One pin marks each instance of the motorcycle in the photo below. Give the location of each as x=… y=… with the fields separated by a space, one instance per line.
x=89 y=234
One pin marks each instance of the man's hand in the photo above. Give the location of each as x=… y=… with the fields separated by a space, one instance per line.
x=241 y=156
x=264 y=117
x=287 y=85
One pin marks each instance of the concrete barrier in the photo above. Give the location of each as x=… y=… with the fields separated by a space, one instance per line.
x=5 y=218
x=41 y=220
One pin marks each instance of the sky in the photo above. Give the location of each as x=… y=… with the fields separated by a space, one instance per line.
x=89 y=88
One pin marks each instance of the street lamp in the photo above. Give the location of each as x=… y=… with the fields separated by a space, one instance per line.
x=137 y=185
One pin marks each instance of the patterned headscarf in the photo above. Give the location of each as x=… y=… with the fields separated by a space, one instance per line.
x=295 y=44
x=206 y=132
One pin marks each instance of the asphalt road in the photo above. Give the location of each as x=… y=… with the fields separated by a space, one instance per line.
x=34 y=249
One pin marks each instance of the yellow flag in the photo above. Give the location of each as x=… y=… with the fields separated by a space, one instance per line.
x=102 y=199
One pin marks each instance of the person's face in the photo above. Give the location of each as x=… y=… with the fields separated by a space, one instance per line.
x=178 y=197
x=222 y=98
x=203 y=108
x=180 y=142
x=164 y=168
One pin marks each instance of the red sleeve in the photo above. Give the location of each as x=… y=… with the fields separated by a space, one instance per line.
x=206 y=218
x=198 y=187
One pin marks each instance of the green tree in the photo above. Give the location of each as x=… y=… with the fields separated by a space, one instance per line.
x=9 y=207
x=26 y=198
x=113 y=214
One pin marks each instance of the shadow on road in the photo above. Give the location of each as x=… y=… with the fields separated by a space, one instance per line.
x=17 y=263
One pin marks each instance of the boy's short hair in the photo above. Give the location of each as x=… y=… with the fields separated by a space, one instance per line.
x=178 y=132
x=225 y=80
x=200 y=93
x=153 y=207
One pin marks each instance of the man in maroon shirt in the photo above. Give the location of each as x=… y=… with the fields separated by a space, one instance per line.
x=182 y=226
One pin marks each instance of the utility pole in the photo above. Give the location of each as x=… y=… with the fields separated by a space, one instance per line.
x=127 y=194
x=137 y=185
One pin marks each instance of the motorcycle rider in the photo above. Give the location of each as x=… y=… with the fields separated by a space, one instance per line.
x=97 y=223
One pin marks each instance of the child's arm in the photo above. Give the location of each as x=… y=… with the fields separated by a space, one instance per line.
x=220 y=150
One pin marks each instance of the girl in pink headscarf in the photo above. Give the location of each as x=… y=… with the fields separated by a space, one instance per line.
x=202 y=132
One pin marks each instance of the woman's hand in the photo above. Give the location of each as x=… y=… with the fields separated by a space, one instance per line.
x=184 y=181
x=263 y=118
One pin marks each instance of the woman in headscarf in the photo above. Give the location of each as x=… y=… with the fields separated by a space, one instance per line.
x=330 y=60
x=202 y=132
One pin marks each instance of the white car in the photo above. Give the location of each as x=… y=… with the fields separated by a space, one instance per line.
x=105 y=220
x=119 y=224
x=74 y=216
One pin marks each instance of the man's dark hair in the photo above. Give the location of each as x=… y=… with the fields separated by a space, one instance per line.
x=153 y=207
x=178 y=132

▸ **To be done**
Swap every "instance" in the lines above for "occurrence", and leave everything else as it is.

▸ **Completed exercise**
One pin marks each occurrence of the motorcycle in the photo below. Give the location of each as x=… y=… with the fields separated by a space, one occurrence per line.
x=89 y=234
One pin marks each occurrence of the man's hand in the photo above. Give the location of each as x=… y=… with the fields separated by a space, one occurrence per line.
x=241 y=156
x=264 y=117
x=287 y=85
One pin marks each occurrence of the concrete barrier in the photo above. Give the location of each as x=… y=… with the fields separated by a space, one occurrence per line.
x=5 y=218
x=41 y=220
One pin marks each occurrence of the sky in the photo above. Give the location of each as x=… y=… with the fields separated by a space, one occurrence per line.
x=89 y=88
One pin marks each occurrence of the street lamp in the photo above. Give the location of each as x=… y=… with the fields separated by a space, one occurrence per line.
x=137 y=185
One pin marks each occurrence of the patterned headscarf in the photo above. Give the location of each as x=… y=… with the fields separated by a space, one occurrence per line.
x=295 y=44
x=206 y=132
One pin marks each occurrence of the asphalt road in the photo above. Give the location of each as x=… y=… with the fields separated by a space, one occurrence per line.
x=34 y=249
One pin marks each occurrence of the yellow flag in the photo above. Give the location of each as x=… y=… with the fields separated by a space, one occurrence per line.
x=102 y=199
One pin marks each occurrence of the person's face in the photo above. Give the location of each as x=… y=… with the fields separated by a space, one occurrence per line.
x=178 y=197
x=222 y=98
x=203 y=108
x=180 y=142
x=164 y=168
One pin marks each occurrence of the red sleeve in the photo above. Give the location of each as x=… y=… with the fields separated by a space, one occurrence per line.
x=206 y=218
x=198 y=187
One pin marks each occurrence of the green tree in the photo above. Give the location of each as x=… y=… with the fields separated by a space, one occurrence per line.
x=9 y=207
x=26 y=198
x=113 y=214
One pin marks each occurrence of the shadow on road in the photo above. Give the location of each as x=… y=… with the fields separated by a space, one occurrence per line.
x=17 y=263
One pin marks each occurrence of the boy's short hair in the photo above. Give the location of each as x=… y=… with the fields separated by a space, one occurrence per line.
x=178 y=132
x=225 y=80
x=200 y=93
x=153 y=207
One pin marks each occurrence of the man in maroon shirt in the photo above. Give the location of each as x=… y=… with the fields separated by a space, one occurrence per line.
x=182 y=226
One pin marks each occurrence of the utility pole in the photo above. Give the location of each as x=… y=… with the fields separated by a space, one occurrence per line.
x=127 y=194
x=137 y=185
One pin marks each occurrence of the motorcycle rider in the photo above. Give the location of each as x=… y=… with the fields separated by a space, one occurrence per line.
x=97 y=223
One pin marks each occurrence of the child's arm in the photo above. Give the location of each as x=… y=… with the fields separated by a space, one occurrence per line.
x=220 y=150
One pin marks each occurrence of the girl in pink headscarf in the photo above. Give the location of each as x=… y=… with the fields separated by a space, one occurrence per line.
x=202 y=132
One pin marks each occurrence of the woman's hand in the photo above. Give the location of each as x=… y=… with the fields separated by a space, one occurrence per line.
x=184 y=181
x=263 y=118
One pin marks each occurrence of the woman in headscarf in the photo above. Give the location of each as x=… y=… with the fields separated by a space, one occurrence per line.
x=330 y=60
x=202 y=132
One pin marks each occurrence of the white car in the photo above. Give the location of each as x=… y=… with the fields separated by a space, one occurrence per line.
x=105 y=220
x=119 y=224
x=74 y=216
One pin marks each occurrence of the man's dark hair in the photo above. Give the location of each as x=… y=… with the fields separated by a space, one occurrence per line.
x=153 y=207
x=178 y=132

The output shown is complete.